What is needed:
Write out the part of the abstract on offshore jacket structures shown below, starting at the words "As the second" and ending after the words "the jacket legs.", without changing any wording.

Text shown:
This dissertation proposes a mass reallocation method for structural model updating of a finite element (FE) model on an offshore jacket structure and proposes an optimal design of jacket structures considering unity check criterion. Several offshore jacket structures have been operated as ocean research stations (ORSs) in Korea. In 2011, the Gageocho ORS was attacked by Typhoon Muifa, and its structural members and several observation devices were severely damaged. After this event, the Gageocho ORS was rehabilitated with a 5-m height to account for the 100-yr extreme wave height, and with concrete grouting in the four legs of the jacket. The vibration measurement system was equipped to monitor the structural vibrational characteristics including natural frequencies and modal damping ratios.
As the first part of this thesis, the mass reallocation method is presented for structural model updating of the Gageocho ORS based on the experimentally identified natural frequencies. A preliminary FE model is constructed based on design drawings, and several of the candidate baseline FE models are manually built, taking into account the different structural conditions such as corroded thickness. Among these candidate baseline FE models, the most reasonable baseline FE model is selected by comparing the differences between the identified and calculated natural frequencies. The baseline FE model is updated based on the identified modal properties, and by using the pattern search method, which is one of direct search optimization methods. The mass reallocation method is newly proposed as a means to determine the equivalent mass quantities along with the height and on a floor.
It is found that the natural frequencies calculated based on the updated FE model are very close to the identified natural frequencies. It is expected that these results, which are obtained by updating a baseline FE model, can be useful for establishing the reference database for jacket-type offshore structures, and assessing the structural integrity of the Gageocho ORS.
As the second part, this thesis proposes an optimal design of the jacket structure. Generally, offshore jacket structures are made up of steel members, and therefore, the safety standards for the structures usually concern the steel components. This study hence aims to provide a safe and lightweight design of jacket structures only composed of steel materials without a large amount of concrete in the jacket legs.
The structural elements are grouped according to their roles. Based on the actual design, the rate of change in the inner diameter of sections within a group is defined as a design variable. The optimization is carried out by a genetic algorithm to minimize the total weight of the parts to be modified. To meet the conservative safety standards in the offshore field, both the maximum stress and the unity criteria are applied as constraints in the optimization. For greater safety confidence, extreme environments are assumed. The maximum of marine attachment thickness and section erosion in the splash zone is applied. The design load is defined as forces induced by extreme waves, winds, and currents in the same direction. Each of the eight load directions surrounding the structure is considered to design the structure in a balanced and safe manner.
As an outcome, a design much lighter that satisfies the strict safety criteria is found. This proves that the structural optimization method could help save material costs and thus is beneficial for designing offshore structures. There is a significance in that this approach is broadly applicable to other offshore structures or offshore wind turbines in the future.

Pointing data for regions
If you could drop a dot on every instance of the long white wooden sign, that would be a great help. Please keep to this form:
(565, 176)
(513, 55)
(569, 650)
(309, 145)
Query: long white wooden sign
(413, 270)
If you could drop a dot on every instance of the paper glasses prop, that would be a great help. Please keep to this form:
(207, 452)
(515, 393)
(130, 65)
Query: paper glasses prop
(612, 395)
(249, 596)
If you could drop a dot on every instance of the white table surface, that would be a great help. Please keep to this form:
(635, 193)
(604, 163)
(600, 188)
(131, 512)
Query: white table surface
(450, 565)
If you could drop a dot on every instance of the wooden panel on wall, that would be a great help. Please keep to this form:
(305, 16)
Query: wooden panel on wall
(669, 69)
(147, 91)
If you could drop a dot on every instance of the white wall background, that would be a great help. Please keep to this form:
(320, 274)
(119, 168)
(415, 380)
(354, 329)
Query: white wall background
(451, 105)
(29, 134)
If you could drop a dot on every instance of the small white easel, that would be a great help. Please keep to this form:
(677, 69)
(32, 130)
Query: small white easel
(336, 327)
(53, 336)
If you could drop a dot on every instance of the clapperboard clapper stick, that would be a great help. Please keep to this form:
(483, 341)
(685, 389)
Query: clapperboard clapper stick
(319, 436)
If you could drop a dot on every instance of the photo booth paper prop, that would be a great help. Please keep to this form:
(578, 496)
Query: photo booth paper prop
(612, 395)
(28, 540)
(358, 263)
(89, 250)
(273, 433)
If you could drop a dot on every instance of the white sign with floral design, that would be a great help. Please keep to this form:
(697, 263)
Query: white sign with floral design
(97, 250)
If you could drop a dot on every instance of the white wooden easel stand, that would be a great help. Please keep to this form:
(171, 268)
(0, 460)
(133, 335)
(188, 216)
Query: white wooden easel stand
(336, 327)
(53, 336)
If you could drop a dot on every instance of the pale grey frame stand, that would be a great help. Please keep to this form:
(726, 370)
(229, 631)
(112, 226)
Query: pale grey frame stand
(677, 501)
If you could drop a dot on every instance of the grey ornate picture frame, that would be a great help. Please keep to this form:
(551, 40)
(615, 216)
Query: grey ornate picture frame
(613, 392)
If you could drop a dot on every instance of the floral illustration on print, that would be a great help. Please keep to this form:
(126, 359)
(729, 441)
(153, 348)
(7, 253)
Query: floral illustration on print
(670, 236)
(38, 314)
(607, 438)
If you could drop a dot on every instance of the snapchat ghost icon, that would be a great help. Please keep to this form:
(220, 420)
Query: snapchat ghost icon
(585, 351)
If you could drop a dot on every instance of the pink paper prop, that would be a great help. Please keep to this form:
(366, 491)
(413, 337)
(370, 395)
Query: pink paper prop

Output below:
As the second part, this thesis proposes an optimal design of the jacket structure. Generally, offshore jacket structures are made up of steel members, and therefore, the safety standards for the structures usually concern the steel components. This study hence aims to provide a safe and lightweight design of jacket structures only composed of steel materials without a large amount of concrete in the jacket legs.